• Work to do:
Answer these questions using the bullying article below.
(a) According to the article, what does bullying involve the use of?
(b) What two examples of verbal bullying does the article give?
(c) Why may kids come home from school hungry?

• Article:
Children may be quick to pick up what others are saying, but they're not always quick to understand it. So how do you teach them the difference between bullying and banter? It helps if we can learn how to identify bullying and stand up to it safely.
Bullying involves the use of power over others. It's about making someone feel bad about themselves by controlling their behavior or their environment.
Bullying can be physical (hitting, kicking), verbal (calling names, using put-downs) or emotional (making someone feel ashamed).
Signs a Child Is Being Bullied
Look for changes in the child. However, be aware that not all children who are bullied exhibit warning signs.
Learning the warning signs of bullying and talking to our youth about how to manage the situation can help prevent bullying.
Some signs that may point to a bullying problem are:
Lost or destroyed clothing, books, electronics, or jewelry
Frequent headaches or stomach aches, feeling sick or faking an illness
Changes in eating habits, like suddenly skipping meals or binge eating. Kids may come home from school hungry because they did not eat lunch.

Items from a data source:

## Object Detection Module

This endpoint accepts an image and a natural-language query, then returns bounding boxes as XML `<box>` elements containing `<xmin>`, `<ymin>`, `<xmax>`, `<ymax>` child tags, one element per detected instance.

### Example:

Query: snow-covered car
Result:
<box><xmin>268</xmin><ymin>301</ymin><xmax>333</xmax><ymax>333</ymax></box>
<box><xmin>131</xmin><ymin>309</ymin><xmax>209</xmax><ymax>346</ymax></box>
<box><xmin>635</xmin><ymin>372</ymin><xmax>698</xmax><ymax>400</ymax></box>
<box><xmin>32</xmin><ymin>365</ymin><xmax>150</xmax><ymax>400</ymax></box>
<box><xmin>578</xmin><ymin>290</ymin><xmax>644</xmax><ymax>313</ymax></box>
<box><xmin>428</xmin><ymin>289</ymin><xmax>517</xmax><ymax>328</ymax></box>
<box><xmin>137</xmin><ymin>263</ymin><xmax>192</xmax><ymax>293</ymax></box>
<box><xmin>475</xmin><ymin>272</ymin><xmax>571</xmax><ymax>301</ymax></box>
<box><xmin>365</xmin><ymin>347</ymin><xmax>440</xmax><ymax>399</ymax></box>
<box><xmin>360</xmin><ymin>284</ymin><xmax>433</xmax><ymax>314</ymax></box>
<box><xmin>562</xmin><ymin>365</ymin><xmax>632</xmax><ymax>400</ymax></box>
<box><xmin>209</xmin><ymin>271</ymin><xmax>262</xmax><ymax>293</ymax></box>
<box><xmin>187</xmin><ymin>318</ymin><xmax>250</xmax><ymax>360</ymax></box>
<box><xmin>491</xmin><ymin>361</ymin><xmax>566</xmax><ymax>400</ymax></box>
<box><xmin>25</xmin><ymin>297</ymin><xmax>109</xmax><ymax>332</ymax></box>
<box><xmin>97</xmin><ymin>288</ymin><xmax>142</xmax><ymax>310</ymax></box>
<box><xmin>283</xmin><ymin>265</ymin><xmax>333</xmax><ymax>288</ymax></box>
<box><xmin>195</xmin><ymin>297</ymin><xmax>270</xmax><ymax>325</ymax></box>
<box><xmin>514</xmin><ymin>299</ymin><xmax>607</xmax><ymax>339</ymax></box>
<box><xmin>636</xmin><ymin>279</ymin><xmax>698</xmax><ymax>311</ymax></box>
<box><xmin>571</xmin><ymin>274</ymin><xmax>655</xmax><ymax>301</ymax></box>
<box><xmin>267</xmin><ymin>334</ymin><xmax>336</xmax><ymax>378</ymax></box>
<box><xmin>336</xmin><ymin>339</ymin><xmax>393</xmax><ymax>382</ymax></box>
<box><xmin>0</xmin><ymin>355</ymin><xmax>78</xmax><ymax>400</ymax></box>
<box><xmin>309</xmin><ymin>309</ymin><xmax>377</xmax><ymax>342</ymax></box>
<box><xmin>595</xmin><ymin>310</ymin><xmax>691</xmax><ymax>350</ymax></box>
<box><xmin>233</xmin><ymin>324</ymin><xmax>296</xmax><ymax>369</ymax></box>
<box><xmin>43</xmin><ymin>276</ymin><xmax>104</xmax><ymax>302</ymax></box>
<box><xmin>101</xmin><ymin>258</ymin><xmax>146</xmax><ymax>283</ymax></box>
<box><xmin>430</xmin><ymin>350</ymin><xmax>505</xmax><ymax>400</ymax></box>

• Solution to this task:
(a) Power over others.
(b) Calling names and using put-downs.
(c) Because they did not eat lunch.